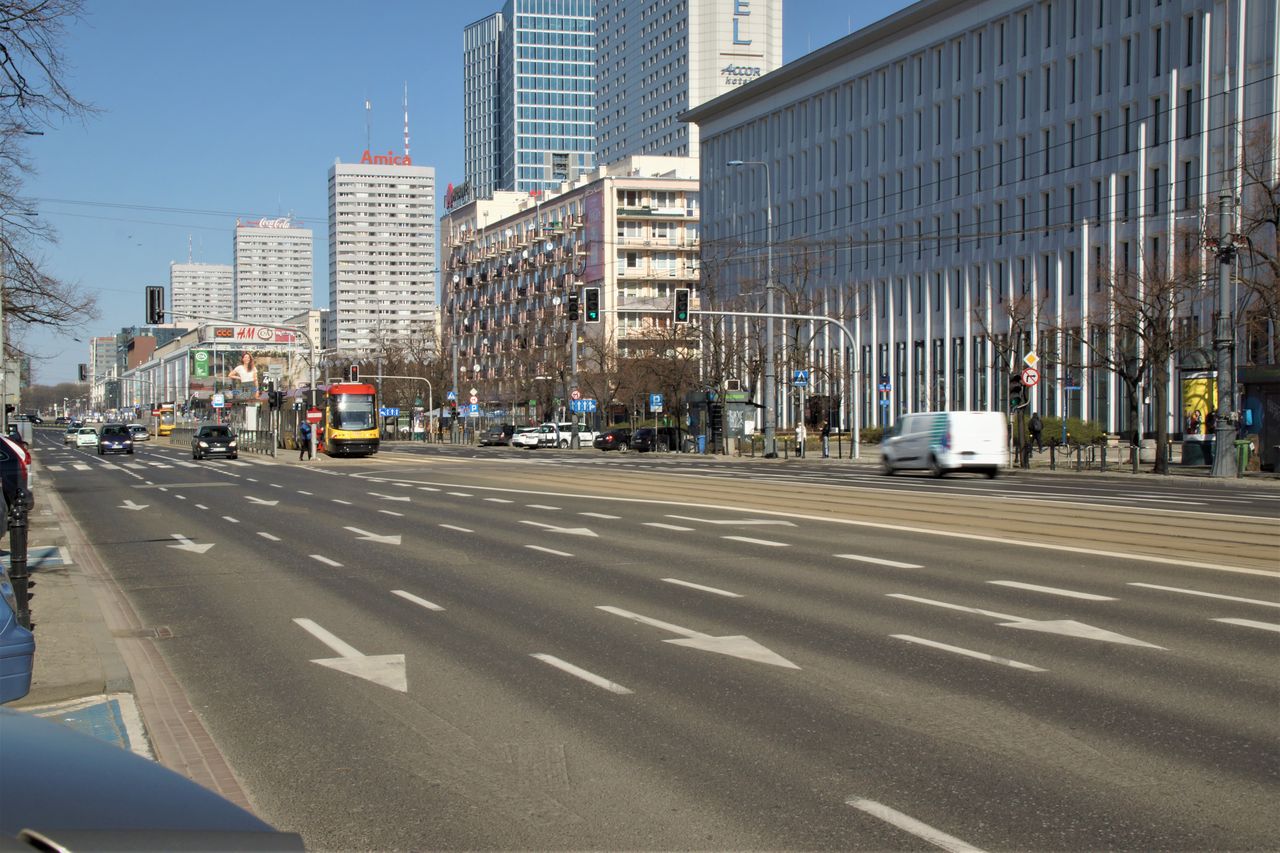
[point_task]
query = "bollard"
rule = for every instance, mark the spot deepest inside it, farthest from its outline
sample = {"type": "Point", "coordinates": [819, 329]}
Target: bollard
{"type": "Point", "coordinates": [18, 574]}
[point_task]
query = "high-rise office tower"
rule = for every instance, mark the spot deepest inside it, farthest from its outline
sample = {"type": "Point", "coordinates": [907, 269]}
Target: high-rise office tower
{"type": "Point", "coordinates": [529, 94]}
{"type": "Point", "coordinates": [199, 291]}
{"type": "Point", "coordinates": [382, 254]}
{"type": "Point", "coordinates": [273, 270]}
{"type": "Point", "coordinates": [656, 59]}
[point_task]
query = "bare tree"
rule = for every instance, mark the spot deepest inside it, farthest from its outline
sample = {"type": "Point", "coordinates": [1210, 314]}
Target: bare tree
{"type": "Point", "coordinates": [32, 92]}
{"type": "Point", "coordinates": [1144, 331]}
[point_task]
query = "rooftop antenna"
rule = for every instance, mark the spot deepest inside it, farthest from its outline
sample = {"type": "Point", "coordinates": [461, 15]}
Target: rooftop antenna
-.-.-
Task details: Drop the pictures, then write out everything else in the records exactly.

Exercise result:
[point_task]
query = "bollard"
rule = for every instance, mark the spot deepest inside it, farthest from its outline
sample = {"type": "Point", "coordinates": [819, 329]}
Target: bollard
{"type": "Point", "coordinates": [18, 574]}
[point_task]
query = "high-rise office tower"
rule = for every instance, mark the spot deepest inside it, farthest from its outline
sample = {"type": "Point", "coordinates": [907, 269]}
Target: high-rise office tower
{"type": "Point", "coordinates": [529, 94]}
{"type": "Point", "coordinates": [199, 291]}
{"type": "Point", "coordinates": [382, 254]}
{"type": "Point", "coordinates": [273, 270]}
{"type": "Point", "coordinates": [656, 59]}
[point_task]
query = "bare tree"
rule = for every instance, mark the spot deepest inside it, farthest from its outline
sample = {"type": "Point", "coordinates": [1210, 314]}
Target: bare tree
{"type": "Point", "coordinates": [32, 92]}
{"type": "Point", "coordinates": [1144, 331]}
[point_task]
query = "rooftop antenna"
rule = for every instance, mark the spot deepest inside it, farthest from its outline
sample = {"type": "Point", "coordinates": [461, 15]}
Target: rooftop antenna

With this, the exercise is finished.